■ **EXERCISE DETAILS**
Rewrite the records, starting with the line that contains "Where can you spot the black boxing" and going on through the line that contains "(1056, 484)", keeping each request unchanged and scaling every coordinate in the answers by 2.15, rounded to the nearest whole number with halves rounded up. Leave the pictures out of your answer.
## START EXERCISE DATA
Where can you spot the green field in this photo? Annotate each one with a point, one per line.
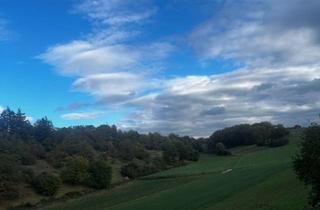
(253, 178)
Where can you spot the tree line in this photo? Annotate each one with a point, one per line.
(79, 155)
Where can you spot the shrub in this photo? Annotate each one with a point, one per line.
(75, 170)
(134, 170)
(221, 150)
(8, 192)
(27, 158)
(99, 175)
(46, 184)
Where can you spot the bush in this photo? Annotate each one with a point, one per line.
(27, 158)
(8, 192)
(75, 170)
(46, 184)
(221, 150)
(99, 175)
(27, 175)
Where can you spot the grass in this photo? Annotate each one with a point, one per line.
(261, 178)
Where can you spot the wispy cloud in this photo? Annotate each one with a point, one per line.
(262, 33)
(197, 105)
(82, 115)
(277, 43)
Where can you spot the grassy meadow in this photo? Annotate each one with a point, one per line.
(252, 178)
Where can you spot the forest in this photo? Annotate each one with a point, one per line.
(82, 154)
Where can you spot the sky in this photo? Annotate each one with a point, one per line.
(184, 66)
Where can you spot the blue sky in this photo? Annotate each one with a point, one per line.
(181, 66)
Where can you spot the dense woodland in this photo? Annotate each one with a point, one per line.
(82, 154)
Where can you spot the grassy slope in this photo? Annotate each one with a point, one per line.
(262, 178)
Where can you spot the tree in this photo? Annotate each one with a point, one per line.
(47, 184)
(75, 169)
(99, 175)
(221, 150)
(170, 154)
(307, 163)
(43, 128)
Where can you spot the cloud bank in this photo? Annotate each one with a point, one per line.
(277, 45)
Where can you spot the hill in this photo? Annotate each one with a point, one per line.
(252, 178)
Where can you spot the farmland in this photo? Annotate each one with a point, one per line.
(252, 178)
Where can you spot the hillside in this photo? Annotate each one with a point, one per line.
(252, 178)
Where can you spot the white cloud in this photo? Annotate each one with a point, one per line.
(198, 105)
(83, 115)
(111, 87)
(117, 12)
(262, 33)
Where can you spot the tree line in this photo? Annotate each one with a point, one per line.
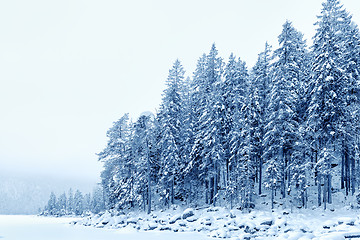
(228, 135)
(75, 203)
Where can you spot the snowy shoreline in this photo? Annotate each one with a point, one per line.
(218, 222)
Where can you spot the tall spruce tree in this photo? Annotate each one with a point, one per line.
(170, 119)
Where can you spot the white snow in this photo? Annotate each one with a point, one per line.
(19, 227)
(294, 224)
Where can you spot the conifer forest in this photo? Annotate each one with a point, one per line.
(283, 132)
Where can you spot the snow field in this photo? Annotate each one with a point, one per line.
(219, 222)
(20, 227)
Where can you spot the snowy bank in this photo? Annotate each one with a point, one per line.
(235, 224)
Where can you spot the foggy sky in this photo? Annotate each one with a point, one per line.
(68, 69)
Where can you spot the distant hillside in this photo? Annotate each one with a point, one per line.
(26, 195)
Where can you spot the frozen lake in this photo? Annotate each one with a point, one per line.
(18, 227)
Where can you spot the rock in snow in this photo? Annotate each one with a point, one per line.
(235, 224)
(188, 213)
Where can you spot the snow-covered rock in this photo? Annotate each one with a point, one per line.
(188, 213)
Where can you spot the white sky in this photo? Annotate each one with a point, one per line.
(69, 68)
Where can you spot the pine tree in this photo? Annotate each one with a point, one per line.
(329, 87)
(259, 91)
(208, 140)
(116, 172)
(78, 203)
(171, 145)
(283, 122)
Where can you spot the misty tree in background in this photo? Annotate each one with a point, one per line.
(52, 206)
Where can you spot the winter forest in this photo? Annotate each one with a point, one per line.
(284, 132)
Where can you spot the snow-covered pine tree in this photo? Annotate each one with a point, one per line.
(283, 122)
(116, 170)
(70, 202)
(52, 206)
(234, 93)
(97, 201)
(143, 145)
(209, 138)
(170, 118)
(78, 203)
(260, 82)
(62, 204)
(195, 176)
(327, 112)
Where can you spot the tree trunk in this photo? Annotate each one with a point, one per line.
(260, 174)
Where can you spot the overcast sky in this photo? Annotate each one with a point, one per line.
(68, 69)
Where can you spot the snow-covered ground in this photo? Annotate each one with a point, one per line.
(17, 227)
(315, 224)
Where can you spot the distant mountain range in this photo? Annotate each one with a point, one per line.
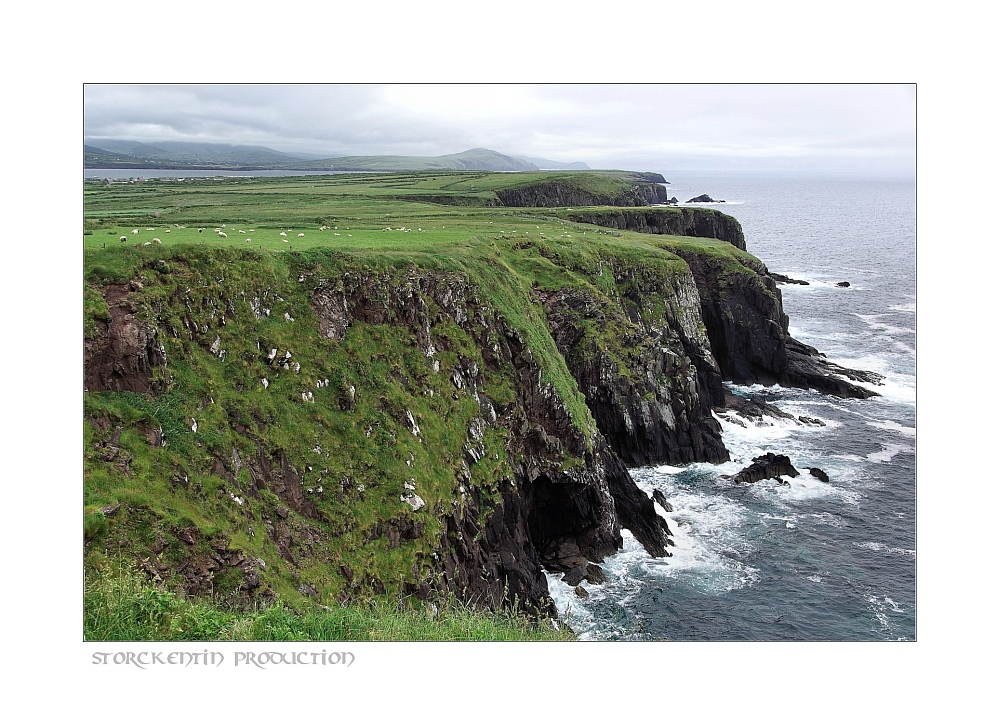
(123, 154)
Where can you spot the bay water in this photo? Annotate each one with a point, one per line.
(803, 560)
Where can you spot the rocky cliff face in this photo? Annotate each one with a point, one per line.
(328, 410)
(680, 221)
(748, 330)
(558, 193)
(652, 393)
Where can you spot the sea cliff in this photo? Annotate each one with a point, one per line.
(333, 424)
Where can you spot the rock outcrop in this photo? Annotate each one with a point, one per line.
(125, 354)
(680, 221)
(560, 193)
(542, 414)
(769, 465)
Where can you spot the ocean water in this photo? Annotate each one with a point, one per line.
(801, 560)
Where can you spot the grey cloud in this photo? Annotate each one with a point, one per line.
(866, 127)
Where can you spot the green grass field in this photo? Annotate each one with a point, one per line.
(279, 232)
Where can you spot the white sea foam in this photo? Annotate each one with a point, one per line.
(872, 322)
(894, 427)
(669, 469)
(888, 452)
(878, 546)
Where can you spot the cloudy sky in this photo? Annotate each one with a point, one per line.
(822, 128)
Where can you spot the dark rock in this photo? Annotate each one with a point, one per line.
(748, 331)
(595, 574)
(576, 575)
(681, 221)
(782, 279)
(125, 352)
(556, 193)
(754, 408)
(767, 466)
(659, 498)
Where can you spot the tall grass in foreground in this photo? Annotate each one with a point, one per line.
(125, 607)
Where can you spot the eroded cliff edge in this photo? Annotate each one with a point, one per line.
(330, 427)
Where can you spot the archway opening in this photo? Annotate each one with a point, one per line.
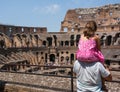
(52, 58)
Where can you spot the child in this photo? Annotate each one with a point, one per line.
(89, 46)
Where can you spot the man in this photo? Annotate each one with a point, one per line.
(89, 76)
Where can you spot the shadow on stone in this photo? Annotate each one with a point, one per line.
(2, 86)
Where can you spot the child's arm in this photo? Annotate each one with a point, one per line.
(98, 42)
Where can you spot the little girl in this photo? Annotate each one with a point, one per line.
(89, 46)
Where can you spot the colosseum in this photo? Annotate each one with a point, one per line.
(28, 53)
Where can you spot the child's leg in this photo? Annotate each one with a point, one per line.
(104, 86)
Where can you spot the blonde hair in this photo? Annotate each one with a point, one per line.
(90, 29)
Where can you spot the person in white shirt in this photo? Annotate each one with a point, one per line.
(89, 76)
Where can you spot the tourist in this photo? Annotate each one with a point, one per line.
(89, 76)
(89, 47)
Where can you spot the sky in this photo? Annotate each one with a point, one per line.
(43, 13)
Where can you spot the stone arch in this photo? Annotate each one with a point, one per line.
(77, 39)
(44, 43)
(49, 39)
(108, 40)
(52, 58)
(66, 43)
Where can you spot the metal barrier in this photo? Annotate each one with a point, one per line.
(49, 67)
(39, 66)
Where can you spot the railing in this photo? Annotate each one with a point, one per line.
(50, 67)
(45, 66)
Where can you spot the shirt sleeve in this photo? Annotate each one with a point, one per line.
(76, 67)
(103, 71)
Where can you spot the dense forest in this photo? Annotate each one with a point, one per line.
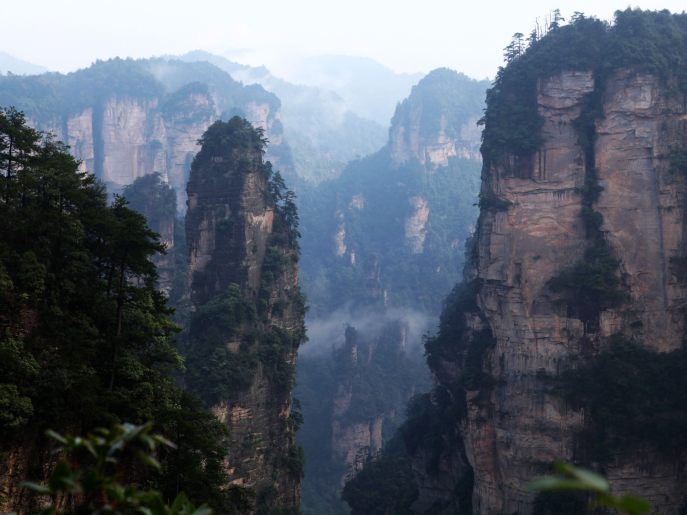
(483, 308)
(619, 381)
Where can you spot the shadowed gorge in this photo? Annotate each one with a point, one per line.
(231, 285)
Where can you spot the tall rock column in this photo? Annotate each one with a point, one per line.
(248, 313)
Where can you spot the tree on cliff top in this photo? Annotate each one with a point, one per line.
(85, 339)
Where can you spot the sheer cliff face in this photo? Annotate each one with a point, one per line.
(516, 428)
(128, 118)
(435, 123)
(127, 138)
(236, 232)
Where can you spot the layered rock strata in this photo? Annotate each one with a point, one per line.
(240, 239)
(517, 425)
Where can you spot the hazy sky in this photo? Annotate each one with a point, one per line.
(405, 35)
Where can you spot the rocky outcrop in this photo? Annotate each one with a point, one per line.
(516, 424)
(365, 409)
(432, 125)
(135, 118)
(241, 243)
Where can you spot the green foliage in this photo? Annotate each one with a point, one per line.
(274, 348)
(375, 234)
(445, 100)
(88, 476)
(641, 41)
(456, 343)
(385, 485)
(295, 462)
(633, 395)
(574, 479)
(153, 198)
(214, 371)
(85, 338)
(591, 285)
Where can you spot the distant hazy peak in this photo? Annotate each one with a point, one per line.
(438, 120)
(9, 63)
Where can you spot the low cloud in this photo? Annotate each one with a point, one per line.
(326, 333)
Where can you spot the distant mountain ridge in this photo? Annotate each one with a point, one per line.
(323, 131)
(12, 64)
(126, 118)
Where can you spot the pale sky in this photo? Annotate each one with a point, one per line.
(407, 36)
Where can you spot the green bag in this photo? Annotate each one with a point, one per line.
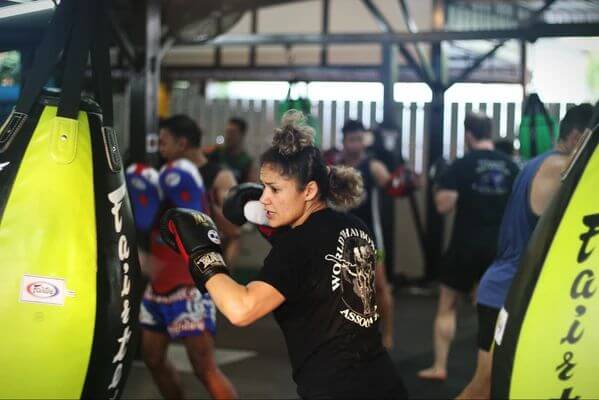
(301, 104)
(546, 336)
(538, 131)
(70, 274)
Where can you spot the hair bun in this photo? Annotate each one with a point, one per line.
(294, 134)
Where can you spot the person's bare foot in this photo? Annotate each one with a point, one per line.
(433, 374)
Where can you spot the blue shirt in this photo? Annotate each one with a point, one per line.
(518, 223)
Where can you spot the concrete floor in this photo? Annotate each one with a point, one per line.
(255, 358)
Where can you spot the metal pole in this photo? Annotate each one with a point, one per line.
(144, 92)
(523, 67)
(434, 221)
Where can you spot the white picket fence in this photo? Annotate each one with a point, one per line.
(212, 116)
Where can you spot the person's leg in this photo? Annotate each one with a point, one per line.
(480, 385)
(154, 347)
(444, 330)
(384, 301)
(200, 350)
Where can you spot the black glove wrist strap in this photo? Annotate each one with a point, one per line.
(204, 266)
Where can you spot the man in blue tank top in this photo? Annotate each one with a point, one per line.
(533, 190)
(376, 178)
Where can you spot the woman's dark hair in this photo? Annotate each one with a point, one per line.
(182, 126)
(294, 155)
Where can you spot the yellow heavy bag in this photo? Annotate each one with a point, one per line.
(69, 272)
(547, 335)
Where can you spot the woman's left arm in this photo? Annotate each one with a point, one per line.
(242, 305)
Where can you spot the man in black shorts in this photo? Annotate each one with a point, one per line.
(477, 186)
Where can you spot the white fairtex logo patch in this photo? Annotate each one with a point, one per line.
(44, 290)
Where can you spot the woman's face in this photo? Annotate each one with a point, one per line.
(285, 204)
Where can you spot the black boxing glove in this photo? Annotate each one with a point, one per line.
(242, 205)
(193, 235)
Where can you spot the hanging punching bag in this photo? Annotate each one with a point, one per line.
(546, 336)
(538, 130)
(69, 272)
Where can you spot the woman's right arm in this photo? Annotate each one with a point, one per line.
(242, 305)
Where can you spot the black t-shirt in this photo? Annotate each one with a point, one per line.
(325, 269)
(483, 180)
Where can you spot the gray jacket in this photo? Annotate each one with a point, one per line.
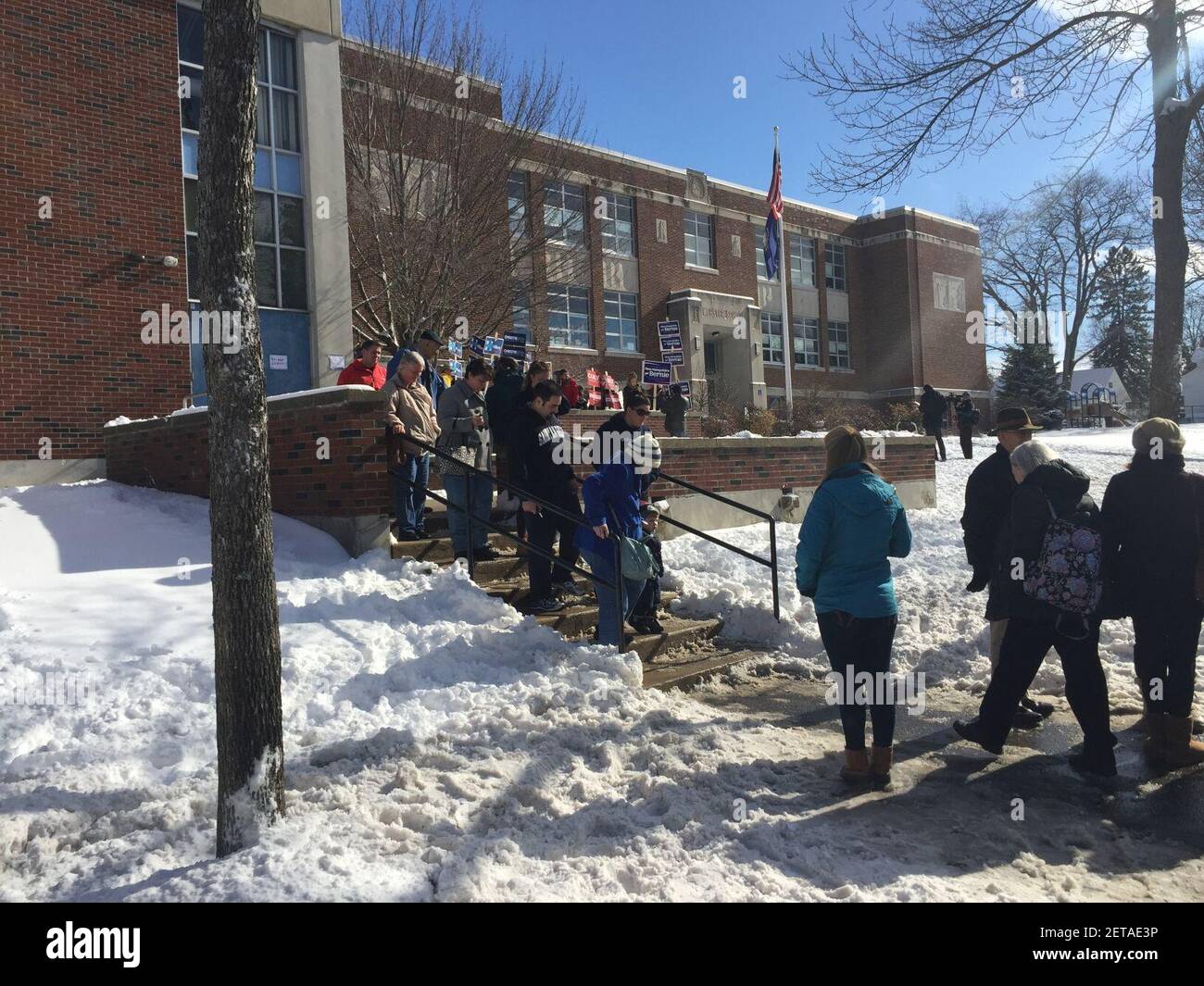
(457, 429)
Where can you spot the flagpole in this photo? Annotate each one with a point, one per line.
(786, 330)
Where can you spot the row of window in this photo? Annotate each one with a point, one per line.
(564, 218)
(807, 342)
(569, 324)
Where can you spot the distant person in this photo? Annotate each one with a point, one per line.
(464, 433)
(643, 614)
(1152, 517)
(541, 468)
(674, 405)
(967, 417)
(428, 345)
(987, 505)
(932, 413)
(1048, 584)
(854, 525)
(409, 412)
(366, 368)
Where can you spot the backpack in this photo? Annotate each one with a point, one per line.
(1070, 572)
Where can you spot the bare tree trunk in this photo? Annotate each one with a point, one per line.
(1171, 124)
(245, 621)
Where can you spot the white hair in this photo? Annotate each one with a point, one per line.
(1032, 454)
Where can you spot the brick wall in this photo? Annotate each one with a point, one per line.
(91, 119)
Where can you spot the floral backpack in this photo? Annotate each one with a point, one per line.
(1070, 573)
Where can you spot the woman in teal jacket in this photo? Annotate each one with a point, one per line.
(854, 524)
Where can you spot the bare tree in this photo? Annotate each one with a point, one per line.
(962, 77)
(245, 621)
(436, 121)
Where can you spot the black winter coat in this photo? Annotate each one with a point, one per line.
(1152, 537)
(1056, 484)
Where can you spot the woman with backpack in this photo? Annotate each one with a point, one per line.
(1048, 566)
(1152, 514)
(855, 523)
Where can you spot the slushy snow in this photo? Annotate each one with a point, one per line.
(440, 745)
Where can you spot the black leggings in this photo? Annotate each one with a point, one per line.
(863, 644)
(1164, 658)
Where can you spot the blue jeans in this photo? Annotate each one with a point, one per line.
(409, 493)
(603, 568)
(457, 489)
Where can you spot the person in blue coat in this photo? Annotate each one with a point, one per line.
(855, 523)
(610, 496)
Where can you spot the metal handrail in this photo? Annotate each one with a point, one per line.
(771, 562)
(617, 585)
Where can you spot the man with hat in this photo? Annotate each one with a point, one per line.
(987, 504)
(428, 345)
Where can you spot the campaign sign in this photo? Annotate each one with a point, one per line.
(657, 373)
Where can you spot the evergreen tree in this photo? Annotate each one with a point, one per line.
(1122, 321)
(1030, 378)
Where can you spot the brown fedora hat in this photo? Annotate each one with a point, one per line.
(1014, 419)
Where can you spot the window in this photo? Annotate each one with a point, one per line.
(771, 345)
(838, 344)
(807, 341)
(699, 240)
(516, 200)
(949, 293)
(621, 320)
(834, 267)
(564, 213)
(520, 309)
(281, 269)
(619, 225)
(569, 316)
(802, 261)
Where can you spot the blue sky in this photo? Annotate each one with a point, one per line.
(657, 80)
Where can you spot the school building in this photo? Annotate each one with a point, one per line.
(99, 113)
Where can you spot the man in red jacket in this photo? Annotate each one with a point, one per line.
(366, 368)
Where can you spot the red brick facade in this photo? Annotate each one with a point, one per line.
(89, 119)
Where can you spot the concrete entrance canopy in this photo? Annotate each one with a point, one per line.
(730, 323)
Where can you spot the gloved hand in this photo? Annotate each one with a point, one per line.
(980, 581)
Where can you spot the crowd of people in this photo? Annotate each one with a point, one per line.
(1054, 565)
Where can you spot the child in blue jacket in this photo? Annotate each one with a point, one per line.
(855, 523)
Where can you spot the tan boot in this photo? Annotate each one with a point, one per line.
(880, 760)
(1179, 748)
(856, 766)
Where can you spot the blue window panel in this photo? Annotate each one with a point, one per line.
(284, 333)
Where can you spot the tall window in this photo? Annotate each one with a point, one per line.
(569, 316)
(281, 280)
(564, 213)
(838, 344)
(807, 341)
(516, 201)
(520, 309)
(619, 225)
(699, 240)
(771, 344)
(621, 320)
(834, 267)
(802, 261)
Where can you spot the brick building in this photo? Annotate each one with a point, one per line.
(99, 107)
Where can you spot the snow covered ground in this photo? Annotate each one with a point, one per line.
(442, 746)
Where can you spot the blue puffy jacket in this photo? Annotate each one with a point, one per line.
(854, 523)
(609, 495)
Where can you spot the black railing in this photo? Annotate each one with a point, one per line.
(524, 495)
(771, 561)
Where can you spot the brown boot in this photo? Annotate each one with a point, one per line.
(1179, 749)
(856, 766)
(880, 760)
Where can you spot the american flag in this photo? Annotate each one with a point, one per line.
(773, 219)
## END EXERCISE DATA
■ **FINISHED TASK**
Where can you spot the black boxing glove in this photo? Annotate each one with a point, one per line.
(520, 441)
(415, 505)
Where can you spot the hanging punching bag in this photo? Annotate each one with a point, one per line.
(1174, 722)
(1157, 280)
(148, 585)
Where can you spot the woman's right arm in this photo? Annotate each one with a point, one per line.
(520, 656)
Where can you spot the black t-shirt in this photo? Annotate each one with a point, one per line.
(699, 578)
(1038, 387)
Where can you spot the gray jacket in this photo? Annotate each one with a point, one per line.
(983, 922)
Where can you spot the flagpole in this photo? Annotate each one with a point, one per line.
(1690, 710)
Where can you spot the row of window in this photo? Annotate each one with a point, one per line.
(1213, 469)
(1735, 735)
(1223, 697)
Where can you spot the distant person in this photo? Annotate each one with a point, one per line.
(998, 931)
(1382, 1320)
(2477, 1112)
(1163, 1006)
(1449, 871)
(2079, 897)
(920, 742)
(2122, 1086)
(2004, 888)
(2253, 1256)
(1836, 1129)
(879, 886)
(787, 791)
Where can you spot the backpack in this photo? Annotate each one with a point, one per line.
(2301, 1230)
Where can you spot the bare tree trunk in this photo? Annotate each one with a point, one per line.
(2518, 267)
(527, 1335)
Where can you spot the white hair in this photo? Annotate each one with a point, one per line.
(2219, 976)
Where can you spot the brick wall in this photo? Annotate each one with a point, one per line.
(196, 256)
Where can you spot the floral backpack in this photo? Annotate each one with a point, one per line.
(2301, 1232)
Where can you spot the woman in teal jacket in this photo? Annotate each one with a point, one per line.
(1836, 1127)
Where can you spot the bare tree in this photo? Annotate each one with a point, one per line.
(2068, 166)
(527, 1335)
(937, 260)
Where can you spot the black winter coat in this photo? Annotate each one with a point, one per line.
(2477, 1155)
(2270, 1041)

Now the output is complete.